- Data for the task -
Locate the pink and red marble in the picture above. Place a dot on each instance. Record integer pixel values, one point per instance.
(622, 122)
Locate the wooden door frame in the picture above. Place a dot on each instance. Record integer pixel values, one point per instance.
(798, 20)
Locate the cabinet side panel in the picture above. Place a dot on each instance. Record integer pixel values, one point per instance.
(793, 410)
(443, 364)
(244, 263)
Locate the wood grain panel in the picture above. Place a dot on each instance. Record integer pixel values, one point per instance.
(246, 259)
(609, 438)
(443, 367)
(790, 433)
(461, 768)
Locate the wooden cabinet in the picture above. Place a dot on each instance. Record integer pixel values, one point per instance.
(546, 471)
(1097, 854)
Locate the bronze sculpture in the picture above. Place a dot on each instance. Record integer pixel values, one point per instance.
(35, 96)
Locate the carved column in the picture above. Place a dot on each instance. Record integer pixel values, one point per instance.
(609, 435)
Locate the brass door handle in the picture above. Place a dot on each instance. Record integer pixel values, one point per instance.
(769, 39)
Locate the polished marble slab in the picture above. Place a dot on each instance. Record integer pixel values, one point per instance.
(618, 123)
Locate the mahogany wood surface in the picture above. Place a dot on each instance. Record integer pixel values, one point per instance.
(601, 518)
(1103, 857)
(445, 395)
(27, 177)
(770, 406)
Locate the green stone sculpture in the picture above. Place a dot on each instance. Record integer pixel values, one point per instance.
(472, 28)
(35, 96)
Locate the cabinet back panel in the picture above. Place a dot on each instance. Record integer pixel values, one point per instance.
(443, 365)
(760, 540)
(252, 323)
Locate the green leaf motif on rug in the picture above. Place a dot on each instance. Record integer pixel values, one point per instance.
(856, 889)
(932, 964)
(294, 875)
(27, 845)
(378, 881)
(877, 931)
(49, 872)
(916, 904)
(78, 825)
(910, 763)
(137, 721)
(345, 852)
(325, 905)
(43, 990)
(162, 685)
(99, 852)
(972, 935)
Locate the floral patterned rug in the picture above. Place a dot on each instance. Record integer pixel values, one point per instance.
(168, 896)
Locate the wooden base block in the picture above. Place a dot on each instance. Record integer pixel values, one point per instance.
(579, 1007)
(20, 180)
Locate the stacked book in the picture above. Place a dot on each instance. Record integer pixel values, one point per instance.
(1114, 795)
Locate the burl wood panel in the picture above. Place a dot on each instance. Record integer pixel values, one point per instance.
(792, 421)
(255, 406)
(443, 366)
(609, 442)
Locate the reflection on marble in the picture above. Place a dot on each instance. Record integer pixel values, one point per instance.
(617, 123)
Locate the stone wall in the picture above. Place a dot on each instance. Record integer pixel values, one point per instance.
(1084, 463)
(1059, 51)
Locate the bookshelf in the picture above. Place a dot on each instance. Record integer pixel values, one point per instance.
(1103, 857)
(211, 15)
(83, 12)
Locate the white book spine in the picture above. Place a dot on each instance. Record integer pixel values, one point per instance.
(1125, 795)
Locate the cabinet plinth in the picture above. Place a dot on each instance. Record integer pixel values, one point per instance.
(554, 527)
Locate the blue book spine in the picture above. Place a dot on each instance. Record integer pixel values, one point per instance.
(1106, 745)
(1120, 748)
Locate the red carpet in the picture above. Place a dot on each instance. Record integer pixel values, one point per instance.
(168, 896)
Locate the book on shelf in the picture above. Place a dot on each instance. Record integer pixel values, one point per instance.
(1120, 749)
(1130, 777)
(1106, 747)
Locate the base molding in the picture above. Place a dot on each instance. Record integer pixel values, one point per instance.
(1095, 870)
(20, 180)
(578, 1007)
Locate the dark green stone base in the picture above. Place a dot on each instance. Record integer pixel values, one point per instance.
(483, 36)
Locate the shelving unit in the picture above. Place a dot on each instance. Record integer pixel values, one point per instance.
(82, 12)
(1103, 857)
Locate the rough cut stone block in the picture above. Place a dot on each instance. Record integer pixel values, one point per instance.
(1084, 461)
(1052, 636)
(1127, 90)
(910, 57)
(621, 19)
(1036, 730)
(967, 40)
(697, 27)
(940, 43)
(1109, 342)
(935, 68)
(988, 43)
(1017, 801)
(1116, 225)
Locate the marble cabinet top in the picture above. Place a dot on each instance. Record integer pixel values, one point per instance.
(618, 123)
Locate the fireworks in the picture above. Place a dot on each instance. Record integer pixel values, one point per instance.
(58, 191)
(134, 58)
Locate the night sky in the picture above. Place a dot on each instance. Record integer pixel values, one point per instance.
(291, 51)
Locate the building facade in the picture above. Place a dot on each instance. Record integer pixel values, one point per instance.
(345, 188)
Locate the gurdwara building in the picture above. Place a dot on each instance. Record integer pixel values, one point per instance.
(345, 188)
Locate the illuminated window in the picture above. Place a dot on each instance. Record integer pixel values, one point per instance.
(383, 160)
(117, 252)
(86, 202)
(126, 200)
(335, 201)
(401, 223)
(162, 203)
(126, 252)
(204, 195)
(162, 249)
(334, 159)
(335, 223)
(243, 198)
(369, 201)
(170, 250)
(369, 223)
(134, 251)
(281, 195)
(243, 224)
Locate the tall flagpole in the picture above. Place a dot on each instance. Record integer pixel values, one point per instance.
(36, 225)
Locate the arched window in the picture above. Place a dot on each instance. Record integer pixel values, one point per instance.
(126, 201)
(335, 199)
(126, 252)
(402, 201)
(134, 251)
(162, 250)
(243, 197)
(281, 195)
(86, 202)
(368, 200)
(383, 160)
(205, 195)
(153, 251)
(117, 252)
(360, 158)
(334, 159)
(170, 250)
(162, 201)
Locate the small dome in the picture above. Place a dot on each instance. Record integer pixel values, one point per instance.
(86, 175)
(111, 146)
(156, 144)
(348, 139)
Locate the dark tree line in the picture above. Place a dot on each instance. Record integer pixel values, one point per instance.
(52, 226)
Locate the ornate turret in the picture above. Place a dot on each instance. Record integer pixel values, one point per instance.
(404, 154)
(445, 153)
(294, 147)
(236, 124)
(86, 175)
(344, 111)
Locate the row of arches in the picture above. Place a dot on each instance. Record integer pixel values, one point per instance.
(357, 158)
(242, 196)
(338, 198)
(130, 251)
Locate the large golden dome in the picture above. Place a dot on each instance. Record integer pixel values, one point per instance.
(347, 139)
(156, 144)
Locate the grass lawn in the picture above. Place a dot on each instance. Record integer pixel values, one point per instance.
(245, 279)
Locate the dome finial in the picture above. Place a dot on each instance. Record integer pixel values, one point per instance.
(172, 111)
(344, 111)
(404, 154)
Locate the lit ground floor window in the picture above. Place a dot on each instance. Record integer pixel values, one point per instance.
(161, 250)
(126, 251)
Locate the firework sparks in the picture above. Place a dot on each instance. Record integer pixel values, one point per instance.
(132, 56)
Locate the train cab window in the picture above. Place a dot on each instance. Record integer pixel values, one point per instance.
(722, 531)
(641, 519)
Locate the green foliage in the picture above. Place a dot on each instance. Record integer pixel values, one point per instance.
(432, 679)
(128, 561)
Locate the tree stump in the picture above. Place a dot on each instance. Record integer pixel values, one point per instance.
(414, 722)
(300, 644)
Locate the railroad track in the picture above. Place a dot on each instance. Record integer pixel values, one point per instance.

- What you are asked to do -
Arrange the data as a numbered list, from its first line through the line that contains "(1097, 854)", leaving out any blank lines.

- Exercise output -
1. Locate the pink and red marble in the picture above. Place a dot on each instance. Record integer pixel values, one point per instance.
2. (622, 122)
3. Locate the wooden door frame in the picture above. Place a dot on each instance. Record integer pixel values, one point per instance.
4. (798, 20)
5. Locate the cabinet side panel in the picture above. Place a dot on each instance. Record integer pixel values, one point per instance.
6. (793, 410)
7. (443, 364)
8. (244, 263)
9. Locate the wood grain panel in the picture above. Place a dot on each instance. Record integer pixel values, one point per instance.
10. (246, 259)
11. (609, 438)
12. (443, 367)
13. (790, 433)
14. (461, 768)
15. Locate the wooden cabinet in the picture above. Place a dot on each instance. Record integer pixel values, one point per instance.
16. (546, 471)
17. (1097, 854)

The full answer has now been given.